*** CYTOWANY FRAGMENT ***

Na pytanie, czy Wałęsa jest twórcą III Rzeczypospolitej, trzeba odpowiedzieć, że był przede wszystkim jej karykaturą. A może bardziej jeszcze lustrem, w którym się ona przeglądała. To inni wymyślili grubą kreskę, ale to Wałęsa zastosował jej zasady w najbardziej wulgarnej postaci. To inni napisali zarys wadliwego ustroju, ale on na nim żerował. To inni angażowali się w realne ideowe spory, ale on umiał je wyjątkowo teatralnie wykorzystywać. Z drugiej strony zaś nie miałby tak wielkich możliwości, gdyby nie słabość innych polityków, ich swarliwość, niezdolność do kompromisu, chciwość władzy połączona z nieudolnością. Czy Wałęsa byłby w stanie wywracać koalicje, gdyby po 1991 roku politycy solidarnościowi okazali się zdolni do realnego współdziałania? Czy jego wymachiwanie śrubokrętem w roku 1995 byłoby skuteczne, gdyby po jego stronie sceny pojawił się realny, dysponujący siłą charakteru i społecznego oddziaływania prezydencki kandydat bez jego wad?

Wałęsa rozumiał kuchnię władzy lepiej niż większość polityków, zwłaszcza solidarnościowych. Nigdy nie zapomnę rozważań pewnego ważnego działacza i ministra z Unii Demokratycznej, który tłumaczył mi za czasów rządu Suchockiej, że prezydent nie miesza się w ogóle do wojska. "Przecież on chce mieć wpływ tylko na jedno, na generalskie nominacje" - tłumaczył mi ów mąż stanu. Mając do czynienia z takimi zawodnikami, dawny szef "Solidarności" mógł, do czasu, rozgrywać i wygrywać.

A równocześnie władza tego ojca polskiej wolności okazała się w dużej mierze władzą po nic. Wszystko, co dobre w III RP, stało się tak naprawdę bez najmniejszego udziału Wałęsy. Pamiętam jak w 1994 roku na spotkaniu w konserwatywnej grupie Windsor żarliwy reformator administracji i samorządu Michał Kulesza skarżył się, że już w okresie dominacji SLD prosił Pałac Prezydencki o patronowanie stosunkowo drobnej reformatorskiej inicjatywie. - Nikt mi nawet nie odpowiedział - dziwił się Kulesza. Po co mieli mu odpowiadać? Przecież nie wiedzieli, do czego takie odpowiedzi miałyby służyć.

Korzyści wyciągnięte z władzy przez Wałęsę i jego ludzi okazały się zresztą także, bez budowy silnego zaplecza, realnego obozu politycznego, mizerne i czasowe. Nawet patologie wałęsowskiego dworu sprowadzały się prawdopodobnie do małych geszeftów, które symbolizuje dziś historia z domniemaną łapówką za ułaskawienie gangstera Słowika. To dopiero Kwaśniewski umiał przekształcić swoje wpływy polityczne w biznesową potęgę. III Rzeczpospolita w wydaniu Wałęsy i jego ministrów jawi się jako pusta wydrążona skorupa pozbawiona jakiejkolwiek treści.

***

Kontynuuj powyższy tekst o prezydenturze Wałęsy, zaczynając od miejsca po jego ostatnim zdaniu.

*** DANE SUROWE ***

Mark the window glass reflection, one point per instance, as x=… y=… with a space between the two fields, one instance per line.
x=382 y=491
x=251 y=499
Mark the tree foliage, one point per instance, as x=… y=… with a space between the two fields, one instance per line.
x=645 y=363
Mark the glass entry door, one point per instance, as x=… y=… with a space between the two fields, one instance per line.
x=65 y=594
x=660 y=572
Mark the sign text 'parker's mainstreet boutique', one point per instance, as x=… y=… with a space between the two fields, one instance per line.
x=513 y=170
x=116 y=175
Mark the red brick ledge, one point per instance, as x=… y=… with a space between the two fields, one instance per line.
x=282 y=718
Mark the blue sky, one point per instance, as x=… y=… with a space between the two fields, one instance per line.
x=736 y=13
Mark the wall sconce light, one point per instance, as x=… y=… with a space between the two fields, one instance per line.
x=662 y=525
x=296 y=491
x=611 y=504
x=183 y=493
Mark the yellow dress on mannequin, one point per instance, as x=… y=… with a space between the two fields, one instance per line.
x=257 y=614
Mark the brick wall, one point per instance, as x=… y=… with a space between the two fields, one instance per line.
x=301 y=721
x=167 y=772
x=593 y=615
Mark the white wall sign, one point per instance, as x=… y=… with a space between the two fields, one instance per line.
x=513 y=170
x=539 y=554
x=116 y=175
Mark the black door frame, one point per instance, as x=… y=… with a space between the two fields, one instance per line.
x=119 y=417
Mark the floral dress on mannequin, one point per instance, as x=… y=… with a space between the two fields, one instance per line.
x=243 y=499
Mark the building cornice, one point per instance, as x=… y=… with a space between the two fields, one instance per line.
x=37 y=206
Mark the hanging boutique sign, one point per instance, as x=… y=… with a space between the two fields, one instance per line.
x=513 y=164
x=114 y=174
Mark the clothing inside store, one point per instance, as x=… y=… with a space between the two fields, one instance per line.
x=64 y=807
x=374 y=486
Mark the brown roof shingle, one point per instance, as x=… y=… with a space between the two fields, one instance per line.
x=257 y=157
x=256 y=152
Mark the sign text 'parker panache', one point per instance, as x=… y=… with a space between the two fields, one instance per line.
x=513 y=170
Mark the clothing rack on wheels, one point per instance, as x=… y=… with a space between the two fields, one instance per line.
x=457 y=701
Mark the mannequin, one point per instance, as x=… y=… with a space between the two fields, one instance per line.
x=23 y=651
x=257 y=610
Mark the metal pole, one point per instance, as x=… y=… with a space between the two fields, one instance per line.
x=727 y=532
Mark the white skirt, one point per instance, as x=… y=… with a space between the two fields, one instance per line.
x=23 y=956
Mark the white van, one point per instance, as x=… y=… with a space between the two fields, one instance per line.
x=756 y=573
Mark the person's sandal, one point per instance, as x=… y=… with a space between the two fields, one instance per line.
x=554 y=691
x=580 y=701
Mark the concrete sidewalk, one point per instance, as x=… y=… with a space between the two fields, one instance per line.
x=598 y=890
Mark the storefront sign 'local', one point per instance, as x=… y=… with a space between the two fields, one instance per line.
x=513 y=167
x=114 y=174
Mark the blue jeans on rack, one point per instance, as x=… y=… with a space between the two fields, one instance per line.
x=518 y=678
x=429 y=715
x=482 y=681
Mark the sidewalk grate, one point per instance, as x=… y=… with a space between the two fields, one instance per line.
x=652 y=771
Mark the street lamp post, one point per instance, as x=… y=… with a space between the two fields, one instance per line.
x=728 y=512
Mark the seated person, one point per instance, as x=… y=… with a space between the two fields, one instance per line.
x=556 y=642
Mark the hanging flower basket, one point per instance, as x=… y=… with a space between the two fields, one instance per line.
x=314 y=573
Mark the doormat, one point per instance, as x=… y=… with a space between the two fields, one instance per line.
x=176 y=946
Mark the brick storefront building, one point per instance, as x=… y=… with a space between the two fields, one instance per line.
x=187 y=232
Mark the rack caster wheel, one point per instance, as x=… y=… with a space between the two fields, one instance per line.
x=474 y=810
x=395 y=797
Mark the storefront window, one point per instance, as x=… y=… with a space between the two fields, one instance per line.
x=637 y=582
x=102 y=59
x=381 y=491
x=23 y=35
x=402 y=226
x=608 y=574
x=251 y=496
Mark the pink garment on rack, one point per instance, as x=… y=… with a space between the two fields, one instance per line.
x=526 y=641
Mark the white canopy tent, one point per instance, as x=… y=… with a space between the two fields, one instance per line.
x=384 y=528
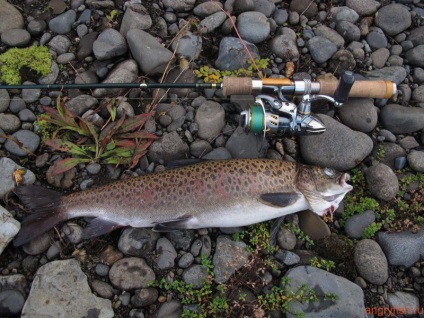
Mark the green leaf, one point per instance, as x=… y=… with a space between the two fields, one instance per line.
x=63 y=165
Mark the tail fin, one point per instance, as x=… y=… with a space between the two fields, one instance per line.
x=46 y=212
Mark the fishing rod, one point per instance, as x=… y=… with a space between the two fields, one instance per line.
x=272 y=113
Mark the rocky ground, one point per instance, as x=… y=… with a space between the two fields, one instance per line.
x=380 y=142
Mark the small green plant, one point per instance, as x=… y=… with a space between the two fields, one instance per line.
x=122 y=142
x=15 y=60
x=380 y=152
x=211 y=75
x=299 y=233
x=280 y=297
x=257 y=236
x=322 y=263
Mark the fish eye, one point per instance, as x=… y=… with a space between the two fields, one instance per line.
x=329 y=172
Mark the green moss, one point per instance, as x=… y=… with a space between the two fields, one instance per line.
x=36 y=58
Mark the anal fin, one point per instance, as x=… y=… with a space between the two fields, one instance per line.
x=98 y=227
x=280 y=199
x=180 y=223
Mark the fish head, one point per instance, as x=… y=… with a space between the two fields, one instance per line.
x=323 y=188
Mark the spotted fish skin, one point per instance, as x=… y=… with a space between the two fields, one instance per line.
x=221 y=193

***

• **ODPOWIEDŹ**
Kieszonkowy upiór

Czy Lech Wałęsa uległ demoralizacji, bo będąc wielką postacią historii antykomunistycznego oporu, miał za sobą agenturalny epizod? A może temu epizodowi zawdzięczał sukcesy w pozyskiwaniu pomocy starych fachowców z SB, co jednak nie uchroniło go od ostatecznej porażki? A może te sprawy nie mają ze sobą nic wspólnego?

Każda wersja jest możliwa. Ważniejsze, że Wałęsa w końcu odszedł. Umożliwiając wreszcie wykształcenie się, zwłaszcza po prawej stronie, normalnych politycznych formacji, nad którymi nie ciążył już cień jego intryg. I ustanowienie takich naturalnych, ale w Polsce z trudem torujących sobie drogę standardów, jak cywilna kontrola nad armią czy nad służbami specjalnymi. Do dziś są z nimi duże kłopoty. Tyle że przy Wałęsie byłyby sto razy większe.

Jeśli w ostatnich latach powraca od czasu do czasu, to w kolejnych całkowicie wykoncypowanych rolach. A to jako recenzent i alternatywa wobec obozu IV RP. A to jako ofiara tego obozu skrzywdzona lustracyjnymi "pomówieniami". Mimo całej ogłady, jakiej nabył podczas zagranicznych wojaży, były prezydent ledwie się mieści w kostiumie autorytetu. Jak za dawnych czasów opowiada, a to że obiad drawski był przyjacielską pogawędką, a to że Andrzej Gwiazda chciał go otruć. Przyjaźni dziennikarze z Tomaszem Lisem na czele udają taktownie, że tego nie słyszą, albo wręcz próbują tłumaczyć te wywody na normalny język.

Literalnie rzecz biorąc, te powroty nie mają wielkiego znaczenia. Jego przyjaciele z biznesu czy służb specjalnych dawno przytulili się do innych. On sam pogodził się ostatecznie z tym, że nie odegra już nigdy wielkiej dziejowej roli, nie wygra wyborów prezydenckich, nie stworzy partii. Zrzekł się nieobliczalnych ambicji za cenę opieki - warszawskiego salonu i Platformy Obywatelskiej, którą kilka lat temu, mało kto to pamięta, próbował jeszcze krytykować. Jako upadła wielkość może wzbudzać sympatię, a jego racje nie nadają się do szybkiego odrzucenia. Legenda "Solidarności" zasługuje przecież na ochronę, a historycznych emocji nie powinno się wykorzystywać do politycznych porachunków. Na dokładkę Polacy mają wyjątkowo krótką pamięć.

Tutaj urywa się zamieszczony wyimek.